● **Short problem**: Without the pictures, repeat the listing character for character.

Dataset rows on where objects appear
---------------

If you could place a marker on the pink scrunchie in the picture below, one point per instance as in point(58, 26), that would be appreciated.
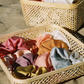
point(44, 61)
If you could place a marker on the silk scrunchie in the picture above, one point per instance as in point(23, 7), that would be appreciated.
point(25, 60)
point(44, 60)
point(61, 58)
point(46, 46)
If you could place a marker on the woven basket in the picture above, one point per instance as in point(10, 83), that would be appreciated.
point(55, 76)
point(65, 15)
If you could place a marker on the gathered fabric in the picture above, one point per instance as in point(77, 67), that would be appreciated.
point(21, 52)
point(46, 46)
point(42, 38)
point(58, 35)
point(62, 58)
point(44, 60)
point(25, 60)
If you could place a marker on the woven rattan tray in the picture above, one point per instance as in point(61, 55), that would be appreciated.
point(37, 13)
point(55, 76)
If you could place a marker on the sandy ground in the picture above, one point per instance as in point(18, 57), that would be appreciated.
point(11, 19)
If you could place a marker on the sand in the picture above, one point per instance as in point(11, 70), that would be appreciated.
point(11, 19)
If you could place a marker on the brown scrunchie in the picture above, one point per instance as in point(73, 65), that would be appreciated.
point(46, 46)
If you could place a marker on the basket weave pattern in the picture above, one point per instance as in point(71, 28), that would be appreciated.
point(36, 15)
point(54, 76)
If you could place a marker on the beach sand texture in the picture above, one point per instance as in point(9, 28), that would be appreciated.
point(11, 19)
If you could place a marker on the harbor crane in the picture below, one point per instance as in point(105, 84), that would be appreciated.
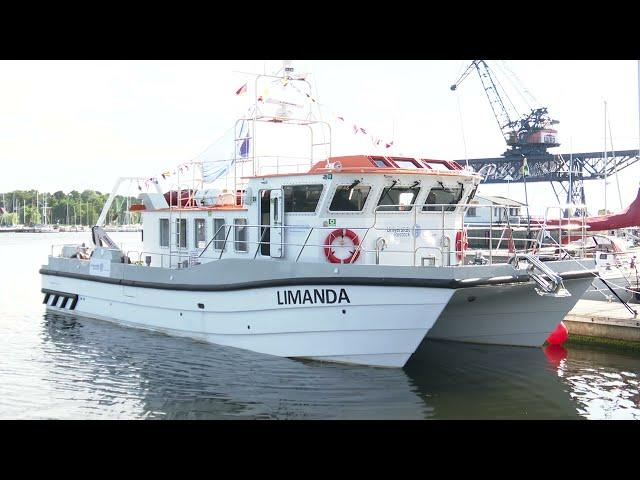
point(529, 137)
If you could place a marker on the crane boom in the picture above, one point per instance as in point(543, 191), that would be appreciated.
point(527, 134)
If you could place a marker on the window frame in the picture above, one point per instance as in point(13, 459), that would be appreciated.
point(292, 186)
point(164, 221)
point(451, 206)
point(195, 231)
point(179, 239)
point(380, 208)
point(237, 225)
point(223, 232)
point(364, 205)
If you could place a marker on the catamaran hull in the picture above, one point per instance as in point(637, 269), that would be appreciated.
point(511, 314)
point(377, 326)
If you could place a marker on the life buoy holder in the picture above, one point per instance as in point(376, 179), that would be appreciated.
point(462, 243)
point(342, 232)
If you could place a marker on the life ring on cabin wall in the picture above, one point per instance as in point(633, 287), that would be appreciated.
point(342, 232)
point(462, 243)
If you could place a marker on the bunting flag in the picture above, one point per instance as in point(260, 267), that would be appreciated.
point(242, 90)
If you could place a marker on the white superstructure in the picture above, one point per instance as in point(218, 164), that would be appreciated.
point(342, 258)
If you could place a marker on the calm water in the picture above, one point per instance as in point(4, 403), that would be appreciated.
point(55, 367)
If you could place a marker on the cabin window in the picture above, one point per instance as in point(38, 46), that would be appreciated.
point(407, 164)
point(380, 162)
point(164, 232)
point(301, 198)
point(439, 197)
point(240, 227)
point(399, 199)
point(199, 233)
point(219, 233)
point(349, 198)
point(181, 232)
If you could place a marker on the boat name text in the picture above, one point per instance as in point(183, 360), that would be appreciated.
point(301, 297)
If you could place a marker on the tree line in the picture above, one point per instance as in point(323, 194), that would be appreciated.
point(25, 207)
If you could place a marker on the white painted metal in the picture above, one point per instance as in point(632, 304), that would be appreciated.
point(276, 216)
point(379, 326)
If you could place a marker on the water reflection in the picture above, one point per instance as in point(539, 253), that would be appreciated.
point(603, 392)
point(155, 376)
point(123, 373)
point(58, 367)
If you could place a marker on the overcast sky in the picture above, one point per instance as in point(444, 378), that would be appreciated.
point(81, 124)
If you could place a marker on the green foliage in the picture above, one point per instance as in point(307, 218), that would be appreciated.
point(74, 208)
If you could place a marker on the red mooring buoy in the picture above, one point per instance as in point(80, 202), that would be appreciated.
point(559, 335)
point(555, 354)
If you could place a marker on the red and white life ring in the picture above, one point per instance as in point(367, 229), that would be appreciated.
point(462, 243)
point(342, 232)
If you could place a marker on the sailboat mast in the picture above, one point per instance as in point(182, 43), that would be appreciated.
point(605, 157)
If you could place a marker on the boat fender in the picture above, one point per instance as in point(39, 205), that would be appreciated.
point(342, 232)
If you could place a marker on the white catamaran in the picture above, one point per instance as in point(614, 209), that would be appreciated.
point(350, 259)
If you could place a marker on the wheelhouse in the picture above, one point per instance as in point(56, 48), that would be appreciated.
point(385, 210)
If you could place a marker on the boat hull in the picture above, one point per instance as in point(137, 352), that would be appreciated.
point(512, 314)
point(377, 326)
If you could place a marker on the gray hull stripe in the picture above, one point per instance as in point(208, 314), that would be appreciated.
point(381, 281)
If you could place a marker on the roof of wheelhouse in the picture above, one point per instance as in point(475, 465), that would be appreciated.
point(381, 164)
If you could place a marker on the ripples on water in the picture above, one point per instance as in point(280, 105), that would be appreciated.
point(53, 366)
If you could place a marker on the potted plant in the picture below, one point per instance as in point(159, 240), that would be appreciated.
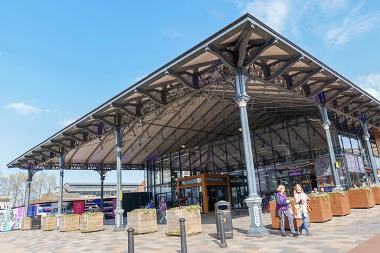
point(276, 220)
point(361, 197)
point(192, 216)
point(142, 220)
point(68, 222)
point(321, 207)
point(376, 193)
point(340, 204)
point(49, 222)
point(91, 222)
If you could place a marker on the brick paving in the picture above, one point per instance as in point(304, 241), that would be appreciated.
point(341, 234)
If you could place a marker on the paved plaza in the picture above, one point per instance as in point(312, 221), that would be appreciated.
point(341, 234)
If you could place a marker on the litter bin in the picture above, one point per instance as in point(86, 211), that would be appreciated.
point(225, 208)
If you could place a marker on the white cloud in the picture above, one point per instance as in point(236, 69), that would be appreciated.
point(22, 108)
point(170, 32)
point(66, 122)
point(371, 84)
point(274, 13)
point(351, 27)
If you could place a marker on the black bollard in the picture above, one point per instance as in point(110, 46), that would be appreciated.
point(222, 235)
point(182, 231)
point(131, 240)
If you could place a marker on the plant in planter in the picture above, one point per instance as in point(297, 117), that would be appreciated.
point(340, 204)
point(192, 216)
point(142, 220)
point(91, 222)
point(68, 222)
point(321, 207)
point(376, 193)
point(49, 222)
point(361, 197)
point(26, 223)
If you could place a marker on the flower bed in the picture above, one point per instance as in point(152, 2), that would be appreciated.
point(361, 197)
point(321, 207)
point(91, 222)
point(340, 204)
point(192, 216)
point(376, 194)
point(276, 220)
point(68, 222)
point(142, 220)
point(26, 223)
point(49, 223)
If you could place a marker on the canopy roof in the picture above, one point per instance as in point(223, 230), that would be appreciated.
point(189, 101)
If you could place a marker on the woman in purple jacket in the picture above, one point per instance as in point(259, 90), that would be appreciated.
point(283, 209)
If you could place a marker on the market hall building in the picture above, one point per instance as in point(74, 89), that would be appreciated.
point(231, 118)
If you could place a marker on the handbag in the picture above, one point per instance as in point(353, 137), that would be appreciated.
point(309, 209)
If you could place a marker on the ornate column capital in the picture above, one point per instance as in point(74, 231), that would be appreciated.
point(242, 100)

---------------

● **Solution below**:
If you could place a marker on the pink scrunchie in the picture below, one point per instance as in point(58, 26), that would be appreciated.
point(44, 61)
If you could place a marker on the silk scrunchie in the picture above, one point per instance as in point(23, 7), that would be appreciated.
point(25, 60)
point(44, 60)
point(61, 58)
point(46, 46)
If you could place a marker on the woven basket in the picture above, one point per instance as in point(10, 83), that would be appreciated.
point(55, 76)
point(65, 15)
If you could place a marker on the gathered fabric in the picture above, one point per instance as in point(77, 67), that would be appreciated.
point(21, 52)
point(46, 46)
point(42, 38)
point(58, 35)
point(62, 58)
point(44, 60)
point(25, 60)
If you could place a marker on the woven rattan tray in the picture above, one point per instance as in point(61, 55), that would be appreciated.
point(37, 13)
point(55, 76)
If you could place a marker on the sandy ground in the picture above, one point per instance as in point(18, 57), that would be appreciated.
point(11, 19)
If you could place a marker on the sand in the picture above, one point per instance as in point(11, 70), that would be appreciated.
point(11, 19)
If you could place a marker on the brown scrunchie in the picture above, one point per instance as in point(73, 65), that would be appreciated.
point(46, 46)
If you could place a marker on the basket weave pattern in the picture above, one point per instance as in point(71, 28), that would be appreciated.
point(36, 15)
point(54, 76)
If you could place a marker on the beach sand texture in the picture above, one point per instance as in point(9, 28), that would be appreciated.
point(11, 19)
If you could place a marker on the harbor crane in the picture below, one point per instance as in point(105, 84), that would be appreciated.
point(529, 137)
If you could place a marker on the crane boom in the picture above, one point per instance as in point(543, 191), that would be appreciated.
point(527, 134)
If you could place a marker on the window frame in the picture above, one point per instance as in point(13, 459), that would be appreciated.
point(292, 186)
point(164, 221)
point(451, 206)
point(195, 231)
point(179, 239)
point(380, 208)
point(237, 225)
point(223, 232)
point(364, 205)
If you could place a marker on the catamaran hull in the picture above, one point per instance as in point(637, 269), that would be appreciated.
point(511, 314)
point(377, 326)
If you could place a marker on the life buoy holder in the picture above, one point per instance as in point(376, 179), that would be appreciated.
point(462, 243)
point(342, 232)
If you could place a marker on the life ring on cabin wall in the picture above, one point per instance as in point(633, 287), that would be appreciated.
point(342, 232)
point(462, 243)
If you could place a marker on the bunting flag in the picture above, one point per instance as in point(260, 267), that would be appreciated.
point(242, 90)
If you could place a marker on the white superstructure in the picture above, one point per instance as in point(218, 164), that would be appreciated.
point(342, 258)
If you could place a marker on the calm water in the picture above, one point per instance as in point(4, 403), that would be appreciated.
point(55, 367)
If you could place a marker on the cabin window in the picture above, one point per instance as in point(38, 46), that would be appreciated.
point(407, 164)
point(380, 162)
point(164, 232)
point(301, 198)
point(439, 197)
point(240, 227)
point(399, 199)
point(199, 233)
point(219, 233)
point(349, 198)
point(181, 232)
If you could place a marker on the boat name text in the picture above, one point per instance as in point(183, 360), that would be appreciated.
point(301, 297)
If you could place a marker on the tree line in the picture above, one point per instance as in point(323, 194), that would be appreciated.
point(25, 207)
If you could place a marker on the white painted metal in the picture above, one point per instance as in point(632, 304), that would be appreciated.
point(276, 216)
point(379, 326)
If you could place a marker on the water reflection in the picture above, one point per instance as in point(539, 253), that would be appreciated.
point(603, 392)
point(155, 376)
point(123, 373)
point(58, 367)
If you could place a marker on the overcast sky in the picture above, one point per instance as in point(444, 378), that would be appreciated.
point(81, 124)
If you could place a marker on the green foliage in the picture above, one point per instance as in point(307, 218), that would be appreciated.
point(74, 208)
If you could place a marker on the red mooring buoy in the picture above, one point per instance as in point(80, 202), that would be appreciated.
point(559, 335)
point(555, 354)
If you could place a marker on the red and white life ring in the picture above, one point per instance as in point(367, 229), that would be appreciated.
point(462, 243)
point(342, 232)
If you could place a marker on the sailboat mast in the picture above, one point per instance as in point(182, 43), that would be appreciated.
point(605, 157)
If you could place a marker on the boat fender in the picture above, one point per instance as in point(39, 205), that would be appreciated.
point(342, 232)
If you could place a marker on the white catamaran in the picture above, one point per instance as in point(614, 209), that would be appreciated.
point(350, 259)
If you could place a marker on the wheelhouse in the picture above, one point per instance as in point(56, 48), that would be appreciated.
point(385, 210)
If you could place a marker on the boat hull in the picture above, one point per instance as in point(137, 352), that would be appreciated.
point(512, 314)
point(377, 326)
If you could place a marker on the gray hull stripe in the picture above, one point per instance as in point(208, 314), that would be appreciated.
point(381, 281)
If you could place a marker on the roof of wheelhouse in the picture above, one point per instance as in point(475, 465), that would be appreciated.
point(381, 164)
If you could place a marker on the ripples on water in the picture above, one point per instance as in point(280, 105), that would be appreciated.
point(53, 366)
If you could place a marker on the potted plant in the picture below, one point per instance as in point(159, 240), that would be appreciated.
point(276, 220)
point(361, 197)
point(192, 216)
point(142, 220)
point(68, 222)
point(321, 207)
point(376, 193)
point(340, 204)
point(49, 222)
point(91, 222)
If you could place a marker on the brick paving in the picture above, one point per instance as in point(304, 241), that would be appreciated.
point(341, 234)
If you could place a marker on the paved plaza in the picture above, one point per instance as in point(312, 221), that would be appreciated.
point(341, 234)
If you could place a marker on the litter bin in the picture above, one point per instance as in point(86, 211), that would be appreciated.
point(225, 208)
If you could place a marker on the white cloud in the picture above, one point per instance as in point(236, 69), that would be appreciated.
point(22, 108)
point(170, 32)
point(66, 122)
point(371, 84)
point(274, 13)
point(351, 27)
If you could place a marker on the black bollard in the picture above, one point per instance as in point(110, 46), that would be appreciated.
point(222, 235)
point(182, 231)
point(131, 240)
If you could place a marker on the plant in planter in the picture above, one point per instance as in point(297, 117), that would be appreciated.
point(340, 204)
point(192, 216)
point(142, 220)
point(91, 222)
point(68, 222)
point(321, 207)
point(376, 193)
point(49, 222)
point(361, 197)
point(26, 223)
If you could place a marker on the flower bed in the picture above, one point per instance as in point(152, 2), that would be appreciated.
point(361, 197)
point(321, 207)
point(91, 222)
point(340, 204)
point(192, 216)
point(376, 194)
point(276, 220)
point(68, 222)
point(142, 220)
point(26, 223)
point(49, 223)
If you could place a marker on the canopy roof in the picture above, one point per instance as in point(223, 230), that would be appreciated.
point(189, 101)
If you could place a marker on the woman in purple jacket in the picture above, one point per instance as in point(259, 90), that would be appreciated.
point(283, 209)
If you could place a marker on the market hall building in the picture above, one point per instance as in point(74, 89), that would be appreciated.
point(231, 118)
If you could place a marker on the handbag in the picture above, one point per instance as in point(353, 137), that would be appreciated.
point(309, 209)
If you could place a marker on the ornate column capital in the picture above, one point per instance as in point(74, 231), that would be appreciated.
point(242, 100)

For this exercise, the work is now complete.